*WHAT YOU NEED TO DO*.
Beginning with the first line and ending with the one containing "125L287 120L226 133V141L233", copy the lines of the listing below exactly; omit everything else.
━━━━━━━━
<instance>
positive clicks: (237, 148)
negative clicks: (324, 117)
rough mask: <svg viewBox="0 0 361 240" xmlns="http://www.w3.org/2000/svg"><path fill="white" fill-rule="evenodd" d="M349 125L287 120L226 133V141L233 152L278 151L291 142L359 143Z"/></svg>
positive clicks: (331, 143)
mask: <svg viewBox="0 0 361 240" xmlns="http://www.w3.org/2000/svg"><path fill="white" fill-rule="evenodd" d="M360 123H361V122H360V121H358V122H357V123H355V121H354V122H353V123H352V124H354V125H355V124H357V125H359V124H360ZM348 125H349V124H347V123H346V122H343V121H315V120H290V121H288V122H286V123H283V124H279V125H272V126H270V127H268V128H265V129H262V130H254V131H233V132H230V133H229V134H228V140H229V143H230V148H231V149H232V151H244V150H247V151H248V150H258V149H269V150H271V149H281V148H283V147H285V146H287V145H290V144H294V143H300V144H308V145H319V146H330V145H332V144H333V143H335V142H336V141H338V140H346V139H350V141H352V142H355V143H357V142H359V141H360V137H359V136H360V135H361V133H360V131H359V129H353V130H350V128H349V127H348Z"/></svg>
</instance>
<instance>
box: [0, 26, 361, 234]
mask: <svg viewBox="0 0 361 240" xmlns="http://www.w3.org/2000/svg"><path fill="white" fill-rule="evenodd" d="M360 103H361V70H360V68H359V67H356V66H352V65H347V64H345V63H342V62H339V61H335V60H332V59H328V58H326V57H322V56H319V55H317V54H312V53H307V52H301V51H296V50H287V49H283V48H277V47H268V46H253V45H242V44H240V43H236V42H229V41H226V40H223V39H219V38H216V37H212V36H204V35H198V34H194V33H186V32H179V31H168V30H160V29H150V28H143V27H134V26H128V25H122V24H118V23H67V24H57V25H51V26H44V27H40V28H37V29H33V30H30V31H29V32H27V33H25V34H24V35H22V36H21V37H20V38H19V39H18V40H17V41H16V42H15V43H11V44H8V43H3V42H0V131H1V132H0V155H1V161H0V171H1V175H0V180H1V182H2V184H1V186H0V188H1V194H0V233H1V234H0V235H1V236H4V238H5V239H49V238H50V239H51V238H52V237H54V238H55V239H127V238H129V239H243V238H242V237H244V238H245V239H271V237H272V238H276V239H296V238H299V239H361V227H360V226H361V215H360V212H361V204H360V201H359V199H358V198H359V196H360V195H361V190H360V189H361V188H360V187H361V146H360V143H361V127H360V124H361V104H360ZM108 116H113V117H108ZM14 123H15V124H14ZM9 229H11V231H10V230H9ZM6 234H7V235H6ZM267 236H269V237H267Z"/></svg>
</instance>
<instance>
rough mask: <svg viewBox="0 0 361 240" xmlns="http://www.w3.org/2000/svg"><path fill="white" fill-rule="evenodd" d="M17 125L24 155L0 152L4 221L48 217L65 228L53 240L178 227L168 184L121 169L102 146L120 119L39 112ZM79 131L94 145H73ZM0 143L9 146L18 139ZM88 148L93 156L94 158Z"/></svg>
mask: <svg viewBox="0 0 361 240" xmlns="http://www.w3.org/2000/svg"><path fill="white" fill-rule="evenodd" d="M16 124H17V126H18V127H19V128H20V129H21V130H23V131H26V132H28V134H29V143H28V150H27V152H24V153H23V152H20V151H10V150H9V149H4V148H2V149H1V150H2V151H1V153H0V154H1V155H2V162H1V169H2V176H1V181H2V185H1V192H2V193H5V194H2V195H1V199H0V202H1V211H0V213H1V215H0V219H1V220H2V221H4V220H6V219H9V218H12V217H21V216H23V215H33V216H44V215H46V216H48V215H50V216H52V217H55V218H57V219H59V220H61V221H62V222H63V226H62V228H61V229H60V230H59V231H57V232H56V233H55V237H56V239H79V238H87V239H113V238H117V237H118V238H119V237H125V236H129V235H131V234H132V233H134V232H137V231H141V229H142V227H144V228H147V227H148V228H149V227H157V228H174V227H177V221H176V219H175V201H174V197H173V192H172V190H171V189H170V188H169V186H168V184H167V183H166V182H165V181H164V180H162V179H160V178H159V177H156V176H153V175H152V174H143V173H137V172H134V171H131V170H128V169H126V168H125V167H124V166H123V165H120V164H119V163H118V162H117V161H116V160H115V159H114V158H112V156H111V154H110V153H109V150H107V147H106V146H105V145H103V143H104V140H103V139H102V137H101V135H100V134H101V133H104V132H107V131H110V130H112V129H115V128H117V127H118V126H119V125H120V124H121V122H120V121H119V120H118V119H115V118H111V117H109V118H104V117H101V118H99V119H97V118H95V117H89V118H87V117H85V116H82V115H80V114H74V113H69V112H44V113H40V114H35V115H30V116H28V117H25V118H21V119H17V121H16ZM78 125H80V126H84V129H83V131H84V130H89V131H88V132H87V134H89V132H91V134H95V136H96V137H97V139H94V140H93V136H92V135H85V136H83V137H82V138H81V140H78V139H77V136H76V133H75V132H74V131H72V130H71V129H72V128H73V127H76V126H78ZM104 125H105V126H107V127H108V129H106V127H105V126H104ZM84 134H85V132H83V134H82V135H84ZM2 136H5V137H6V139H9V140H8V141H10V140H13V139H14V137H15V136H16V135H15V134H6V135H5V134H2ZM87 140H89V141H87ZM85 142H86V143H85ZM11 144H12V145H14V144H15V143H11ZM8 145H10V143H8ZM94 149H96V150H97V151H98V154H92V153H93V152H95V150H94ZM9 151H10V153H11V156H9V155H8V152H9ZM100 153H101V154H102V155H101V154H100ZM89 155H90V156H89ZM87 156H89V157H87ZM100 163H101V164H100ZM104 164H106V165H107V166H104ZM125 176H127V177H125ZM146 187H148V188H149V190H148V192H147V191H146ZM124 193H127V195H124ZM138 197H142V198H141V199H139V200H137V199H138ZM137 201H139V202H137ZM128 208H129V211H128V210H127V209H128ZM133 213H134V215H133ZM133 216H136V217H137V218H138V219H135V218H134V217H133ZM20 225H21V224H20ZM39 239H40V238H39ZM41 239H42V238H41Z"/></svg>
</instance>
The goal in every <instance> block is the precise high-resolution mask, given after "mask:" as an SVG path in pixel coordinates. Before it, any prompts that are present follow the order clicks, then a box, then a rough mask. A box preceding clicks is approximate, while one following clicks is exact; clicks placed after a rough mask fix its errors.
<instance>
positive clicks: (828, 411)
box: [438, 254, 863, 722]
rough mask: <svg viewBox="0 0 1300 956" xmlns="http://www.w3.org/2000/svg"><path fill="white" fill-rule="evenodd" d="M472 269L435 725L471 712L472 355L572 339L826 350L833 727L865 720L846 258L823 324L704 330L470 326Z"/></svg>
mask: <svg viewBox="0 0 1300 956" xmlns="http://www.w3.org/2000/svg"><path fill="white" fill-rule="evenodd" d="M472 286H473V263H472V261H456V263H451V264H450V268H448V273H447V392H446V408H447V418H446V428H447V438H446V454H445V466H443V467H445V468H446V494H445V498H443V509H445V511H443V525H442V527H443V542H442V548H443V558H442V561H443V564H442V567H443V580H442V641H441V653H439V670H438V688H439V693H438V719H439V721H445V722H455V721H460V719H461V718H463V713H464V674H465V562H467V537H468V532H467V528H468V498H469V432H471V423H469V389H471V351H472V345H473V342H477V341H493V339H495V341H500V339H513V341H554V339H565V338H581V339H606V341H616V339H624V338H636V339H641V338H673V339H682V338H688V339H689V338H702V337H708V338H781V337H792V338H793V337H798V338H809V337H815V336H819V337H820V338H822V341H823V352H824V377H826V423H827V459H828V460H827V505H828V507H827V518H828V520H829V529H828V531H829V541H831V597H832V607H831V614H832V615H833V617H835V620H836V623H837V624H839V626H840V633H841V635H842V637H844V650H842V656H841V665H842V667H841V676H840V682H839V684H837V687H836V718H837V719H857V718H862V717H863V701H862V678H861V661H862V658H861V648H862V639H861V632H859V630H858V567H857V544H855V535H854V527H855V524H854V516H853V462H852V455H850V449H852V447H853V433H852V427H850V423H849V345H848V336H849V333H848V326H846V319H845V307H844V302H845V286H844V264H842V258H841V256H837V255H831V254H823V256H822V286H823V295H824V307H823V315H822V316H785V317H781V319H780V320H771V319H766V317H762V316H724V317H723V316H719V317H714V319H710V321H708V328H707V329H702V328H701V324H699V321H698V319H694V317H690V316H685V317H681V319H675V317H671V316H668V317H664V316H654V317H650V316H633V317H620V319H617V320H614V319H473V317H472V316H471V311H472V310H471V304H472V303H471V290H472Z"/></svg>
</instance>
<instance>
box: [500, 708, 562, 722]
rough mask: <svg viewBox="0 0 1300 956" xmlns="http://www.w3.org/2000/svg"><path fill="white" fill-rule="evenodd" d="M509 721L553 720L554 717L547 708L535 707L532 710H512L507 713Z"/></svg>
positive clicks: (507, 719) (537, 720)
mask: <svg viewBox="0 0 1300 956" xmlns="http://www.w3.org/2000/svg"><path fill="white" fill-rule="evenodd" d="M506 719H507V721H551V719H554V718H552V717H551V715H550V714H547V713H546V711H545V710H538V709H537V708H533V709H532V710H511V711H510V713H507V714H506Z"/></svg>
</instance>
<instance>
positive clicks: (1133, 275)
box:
━━━━━━━━
*WRITTEN ANSWER*.
<instance>
positive clicks: (237, 148)
negative clicks: (324, 117)
rough mask: <svg viewBox="0 0 361 240" xmlns="http://www.w3.org/2000/svg"><path fill="white" fill-rule="evenodd" d="M349 125L287 120L226 133V141L233 152L278 151L291 142L359 143Z"/></svg>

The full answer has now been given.